START Data records

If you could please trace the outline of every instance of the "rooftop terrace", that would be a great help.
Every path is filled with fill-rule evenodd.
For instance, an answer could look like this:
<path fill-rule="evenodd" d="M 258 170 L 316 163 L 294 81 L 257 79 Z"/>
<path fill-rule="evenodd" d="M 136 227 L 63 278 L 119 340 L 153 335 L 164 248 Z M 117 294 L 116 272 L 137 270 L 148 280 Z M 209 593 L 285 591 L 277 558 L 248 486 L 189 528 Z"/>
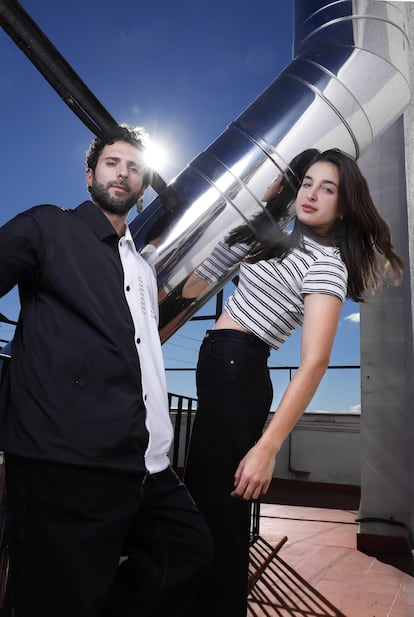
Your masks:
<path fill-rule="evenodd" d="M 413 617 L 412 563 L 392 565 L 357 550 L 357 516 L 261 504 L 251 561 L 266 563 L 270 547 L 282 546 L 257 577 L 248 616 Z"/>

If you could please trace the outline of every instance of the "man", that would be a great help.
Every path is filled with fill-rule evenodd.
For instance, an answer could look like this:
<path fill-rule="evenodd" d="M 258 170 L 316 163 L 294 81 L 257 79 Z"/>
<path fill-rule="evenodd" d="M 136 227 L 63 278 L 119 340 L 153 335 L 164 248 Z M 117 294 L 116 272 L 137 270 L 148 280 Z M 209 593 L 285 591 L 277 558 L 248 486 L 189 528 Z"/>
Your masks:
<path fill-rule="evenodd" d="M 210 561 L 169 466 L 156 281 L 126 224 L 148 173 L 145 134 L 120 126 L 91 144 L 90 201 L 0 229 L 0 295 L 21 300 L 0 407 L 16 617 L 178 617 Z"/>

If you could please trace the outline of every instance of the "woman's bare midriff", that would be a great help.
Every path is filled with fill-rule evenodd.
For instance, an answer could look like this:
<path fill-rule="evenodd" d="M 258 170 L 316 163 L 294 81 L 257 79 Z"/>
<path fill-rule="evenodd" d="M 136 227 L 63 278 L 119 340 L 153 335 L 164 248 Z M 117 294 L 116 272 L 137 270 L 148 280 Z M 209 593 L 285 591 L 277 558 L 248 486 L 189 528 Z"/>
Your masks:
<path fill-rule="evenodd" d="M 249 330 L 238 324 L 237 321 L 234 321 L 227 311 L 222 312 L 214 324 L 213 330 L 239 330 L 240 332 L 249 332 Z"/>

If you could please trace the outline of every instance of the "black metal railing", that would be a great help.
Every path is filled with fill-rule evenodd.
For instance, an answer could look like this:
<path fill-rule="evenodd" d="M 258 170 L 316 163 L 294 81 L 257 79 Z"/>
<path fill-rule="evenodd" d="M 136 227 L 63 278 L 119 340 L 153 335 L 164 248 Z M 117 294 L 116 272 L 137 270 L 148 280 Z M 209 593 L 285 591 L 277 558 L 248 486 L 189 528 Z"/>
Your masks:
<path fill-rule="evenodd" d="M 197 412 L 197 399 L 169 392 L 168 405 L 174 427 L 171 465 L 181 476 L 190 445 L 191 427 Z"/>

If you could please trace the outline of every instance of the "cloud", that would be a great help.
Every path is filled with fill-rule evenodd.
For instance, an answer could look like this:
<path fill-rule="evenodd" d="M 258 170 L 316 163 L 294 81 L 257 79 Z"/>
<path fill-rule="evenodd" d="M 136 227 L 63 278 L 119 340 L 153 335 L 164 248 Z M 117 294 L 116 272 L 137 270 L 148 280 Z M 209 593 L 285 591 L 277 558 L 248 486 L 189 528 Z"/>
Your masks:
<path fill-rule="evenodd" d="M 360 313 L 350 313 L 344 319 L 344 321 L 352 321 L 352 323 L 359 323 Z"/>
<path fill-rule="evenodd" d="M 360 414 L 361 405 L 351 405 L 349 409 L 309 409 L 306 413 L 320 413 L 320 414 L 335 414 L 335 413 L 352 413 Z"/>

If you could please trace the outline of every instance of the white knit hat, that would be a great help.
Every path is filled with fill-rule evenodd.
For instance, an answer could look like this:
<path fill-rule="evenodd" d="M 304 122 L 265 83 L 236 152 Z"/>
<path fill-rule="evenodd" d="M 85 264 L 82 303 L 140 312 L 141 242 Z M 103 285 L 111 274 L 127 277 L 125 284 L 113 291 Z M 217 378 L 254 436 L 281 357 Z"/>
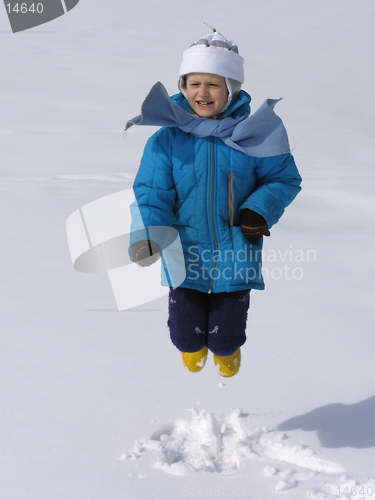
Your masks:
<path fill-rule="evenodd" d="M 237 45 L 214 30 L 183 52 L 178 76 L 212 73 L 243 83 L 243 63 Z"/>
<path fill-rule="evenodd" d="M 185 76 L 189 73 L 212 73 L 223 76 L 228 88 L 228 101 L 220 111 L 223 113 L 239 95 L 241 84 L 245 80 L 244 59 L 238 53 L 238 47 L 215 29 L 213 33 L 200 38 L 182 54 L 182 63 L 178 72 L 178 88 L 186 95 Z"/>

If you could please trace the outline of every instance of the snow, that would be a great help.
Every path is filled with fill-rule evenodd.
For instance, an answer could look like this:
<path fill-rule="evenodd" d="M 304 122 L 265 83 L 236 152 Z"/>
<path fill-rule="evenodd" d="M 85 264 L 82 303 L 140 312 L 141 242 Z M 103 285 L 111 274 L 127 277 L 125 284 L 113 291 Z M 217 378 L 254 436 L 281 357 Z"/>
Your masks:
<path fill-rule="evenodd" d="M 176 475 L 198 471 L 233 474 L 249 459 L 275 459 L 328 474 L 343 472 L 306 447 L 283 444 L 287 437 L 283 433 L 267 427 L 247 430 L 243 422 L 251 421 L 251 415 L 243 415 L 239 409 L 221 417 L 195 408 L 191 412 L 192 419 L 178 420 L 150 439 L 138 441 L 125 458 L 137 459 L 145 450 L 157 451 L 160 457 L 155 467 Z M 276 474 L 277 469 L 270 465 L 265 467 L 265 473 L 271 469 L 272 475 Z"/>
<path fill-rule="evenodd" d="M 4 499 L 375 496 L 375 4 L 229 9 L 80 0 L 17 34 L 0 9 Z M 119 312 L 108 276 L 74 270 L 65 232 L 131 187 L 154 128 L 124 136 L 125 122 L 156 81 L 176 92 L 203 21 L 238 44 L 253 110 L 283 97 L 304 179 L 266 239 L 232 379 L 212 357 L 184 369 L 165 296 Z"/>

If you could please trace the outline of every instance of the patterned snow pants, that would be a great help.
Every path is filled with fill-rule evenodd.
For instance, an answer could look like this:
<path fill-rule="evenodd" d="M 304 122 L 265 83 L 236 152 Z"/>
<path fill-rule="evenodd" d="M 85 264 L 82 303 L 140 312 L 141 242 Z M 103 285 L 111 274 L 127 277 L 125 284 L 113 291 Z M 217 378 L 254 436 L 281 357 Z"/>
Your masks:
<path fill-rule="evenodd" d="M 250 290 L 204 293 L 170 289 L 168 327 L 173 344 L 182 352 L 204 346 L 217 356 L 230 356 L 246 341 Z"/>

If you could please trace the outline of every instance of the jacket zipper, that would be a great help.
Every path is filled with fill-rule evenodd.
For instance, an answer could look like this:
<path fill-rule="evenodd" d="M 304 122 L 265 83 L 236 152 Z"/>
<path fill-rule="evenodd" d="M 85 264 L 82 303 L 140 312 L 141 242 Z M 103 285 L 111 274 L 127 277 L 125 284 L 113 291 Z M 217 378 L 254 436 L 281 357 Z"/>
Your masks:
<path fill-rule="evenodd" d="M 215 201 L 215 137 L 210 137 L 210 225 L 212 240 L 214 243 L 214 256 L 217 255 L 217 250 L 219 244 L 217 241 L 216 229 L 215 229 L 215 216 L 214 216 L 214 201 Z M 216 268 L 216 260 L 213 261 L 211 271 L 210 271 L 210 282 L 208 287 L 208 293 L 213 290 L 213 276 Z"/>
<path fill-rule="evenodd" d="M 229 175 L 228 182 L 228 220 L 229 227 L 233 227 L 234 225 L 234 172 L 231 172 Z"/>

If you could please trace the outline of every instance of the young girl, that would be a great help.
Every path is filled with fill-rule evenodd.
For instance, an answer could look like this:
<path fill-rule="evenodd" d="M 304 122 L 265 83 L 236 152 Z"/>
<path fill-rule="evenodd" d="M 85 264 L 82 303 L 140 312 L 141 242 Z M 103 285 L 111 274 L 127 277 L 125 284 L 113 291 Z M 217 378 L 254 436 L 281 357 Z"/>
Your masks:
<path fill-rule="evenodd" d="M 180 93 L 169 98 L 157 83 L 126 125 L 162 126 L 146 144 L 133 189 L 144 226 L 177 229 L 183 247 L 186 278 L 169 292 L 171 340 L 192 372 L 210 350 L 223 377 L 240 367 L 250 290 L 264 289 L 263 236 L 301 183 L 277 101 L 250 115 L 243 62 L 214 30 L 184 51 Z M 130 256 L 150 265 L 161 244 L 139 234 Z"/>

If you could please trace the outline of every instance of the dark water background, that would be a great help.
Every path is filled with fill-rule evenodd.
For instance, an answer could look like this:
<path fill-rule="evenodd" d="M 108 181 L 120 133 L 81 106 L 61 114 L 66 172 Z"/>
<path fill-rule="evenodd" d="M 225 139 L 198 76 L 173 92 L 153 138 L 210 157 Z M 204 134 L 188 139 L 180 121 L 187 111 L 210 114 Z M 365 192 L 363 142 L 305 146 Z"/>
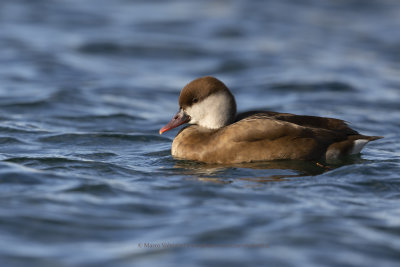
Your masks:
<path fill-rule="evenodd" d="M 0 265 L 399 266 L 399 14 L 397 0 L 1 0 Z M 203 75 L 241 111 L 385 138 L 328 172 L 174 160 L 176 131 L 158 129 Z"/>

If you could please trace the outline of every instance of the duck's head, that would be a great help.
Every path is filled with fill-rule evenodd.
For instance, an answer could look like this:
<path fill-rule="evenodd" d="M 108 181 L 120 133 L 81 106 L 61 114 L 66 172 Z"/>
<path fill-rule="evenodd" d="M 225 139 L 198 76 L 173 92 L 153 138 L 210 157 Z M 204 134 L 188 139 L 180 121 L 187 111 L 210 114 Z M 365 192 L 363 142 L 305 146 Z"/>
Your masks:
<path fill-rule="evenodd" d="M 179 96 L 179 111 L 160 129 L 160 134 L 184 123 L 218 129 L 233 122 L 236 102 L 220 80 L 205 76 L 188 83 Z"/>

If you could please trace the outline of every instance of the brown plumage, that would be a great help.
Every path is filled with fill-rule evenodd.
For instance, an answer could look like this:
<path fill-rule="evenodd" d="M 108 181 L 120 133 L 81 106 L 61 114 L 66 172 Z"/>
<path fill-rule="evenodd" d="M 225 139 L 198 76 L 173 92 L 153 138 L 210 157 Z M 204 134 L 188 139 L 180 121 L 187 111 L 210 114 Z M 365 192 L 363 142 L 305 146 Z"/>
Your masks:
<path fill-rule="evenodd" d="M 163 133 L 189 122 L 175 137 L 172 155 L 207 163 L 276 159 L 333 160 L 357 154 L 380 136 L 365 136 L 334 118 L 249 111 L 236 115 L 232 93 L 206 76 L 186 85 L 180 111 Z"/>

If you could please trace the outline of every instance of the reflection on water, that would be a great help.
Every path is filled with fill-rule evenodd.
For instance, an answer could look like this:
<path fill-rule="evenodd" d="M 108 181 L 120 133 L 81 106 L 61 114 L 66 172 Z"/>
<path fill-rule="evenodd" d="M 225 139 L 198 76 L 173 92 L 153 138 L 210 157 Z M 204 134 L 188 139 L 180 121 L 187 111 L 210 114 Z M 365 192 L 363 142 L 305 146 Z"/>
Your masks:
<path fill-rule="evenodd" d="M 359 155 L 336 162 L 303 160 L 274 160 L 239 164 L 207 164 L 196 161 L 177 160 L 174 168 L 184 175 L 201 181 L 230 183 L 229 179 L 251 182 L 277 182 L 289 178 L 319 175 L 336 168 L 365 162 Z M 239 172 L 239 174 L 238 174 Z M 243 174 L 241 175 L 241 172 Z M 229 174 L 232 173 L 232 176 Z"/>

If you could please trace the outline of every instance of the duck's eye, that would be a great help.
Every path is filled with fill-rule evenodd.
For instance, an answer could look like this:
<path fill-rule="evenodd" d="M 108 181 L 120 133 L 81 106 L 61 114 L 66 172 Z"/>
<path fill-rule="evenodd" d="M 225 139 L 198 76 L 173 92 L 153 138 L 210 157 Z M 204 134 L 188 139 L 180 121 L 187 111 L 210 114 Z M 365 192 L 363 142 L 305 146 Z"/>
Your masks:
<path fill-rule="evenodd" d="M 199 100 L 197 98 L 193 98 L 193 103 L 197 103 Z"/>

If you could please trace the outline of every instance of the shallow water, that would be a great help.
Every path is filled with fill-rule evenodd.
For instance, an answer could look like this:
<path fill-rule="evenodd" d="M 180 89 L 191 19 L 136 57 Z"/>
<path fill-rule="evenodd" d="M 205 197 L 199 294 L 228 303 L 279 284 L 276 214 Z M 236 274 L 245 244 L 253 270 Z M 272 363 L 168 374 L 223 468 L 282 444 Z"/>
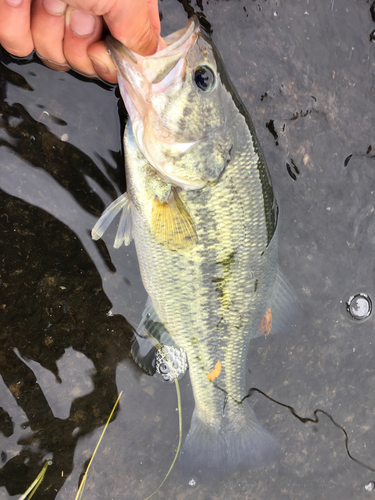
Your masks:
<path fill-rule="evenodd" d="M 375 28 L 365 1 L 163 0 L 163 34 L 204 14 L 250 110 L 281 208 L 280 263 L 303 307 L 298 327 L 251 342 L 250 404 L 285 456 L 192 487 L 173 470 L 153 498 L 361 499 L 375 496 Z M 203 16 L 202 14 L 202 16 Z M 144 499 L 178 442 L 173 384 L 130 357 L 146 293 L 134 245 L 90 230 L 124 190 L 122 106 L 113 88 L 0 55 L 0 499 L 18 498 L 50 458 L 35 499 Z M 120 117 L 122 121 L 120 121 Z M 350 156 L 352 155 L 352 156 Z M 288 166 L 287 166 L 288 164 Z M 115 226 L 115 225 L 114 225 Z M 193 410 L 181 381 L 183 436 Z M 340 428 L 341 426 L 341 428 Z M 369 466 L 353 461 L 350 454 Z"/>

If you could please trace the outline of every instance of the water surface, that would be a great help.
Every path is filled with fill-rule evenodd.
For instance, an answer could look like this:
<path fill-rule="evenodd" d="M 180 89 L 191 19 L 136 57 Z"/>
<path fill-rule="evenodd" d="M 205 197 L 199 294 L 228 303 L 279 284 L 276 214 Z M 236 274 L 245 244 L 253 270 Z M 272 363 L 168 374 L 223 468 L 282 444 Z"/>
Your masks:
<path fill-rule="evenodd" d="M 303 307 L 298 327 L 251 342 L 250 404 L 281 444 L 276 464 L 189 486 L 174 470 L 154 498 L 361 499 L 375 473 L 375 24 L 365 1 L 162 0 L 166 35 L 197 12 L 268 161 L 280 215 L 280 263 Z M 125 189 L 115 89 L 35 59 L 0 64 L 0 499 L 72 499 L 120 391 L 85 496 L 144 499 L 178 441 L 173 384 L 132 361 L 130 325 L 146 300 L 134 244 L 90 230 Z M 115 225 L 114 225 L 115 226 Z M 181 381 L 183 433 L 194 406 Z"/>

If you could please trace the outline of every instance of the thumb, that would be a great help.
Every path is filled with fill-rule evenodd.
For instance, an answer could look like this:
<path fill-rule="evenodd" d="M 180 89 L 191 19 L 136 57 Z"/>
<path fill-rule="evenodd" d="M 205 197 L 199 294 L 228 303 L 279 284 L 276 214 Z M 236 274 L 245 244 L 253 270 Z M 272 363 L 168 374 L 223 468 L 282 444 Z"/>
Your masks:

END Data records

- [Your task] Write the number of lines in the listing above that contain the word "water". No other text should appear.

- [The answer] 4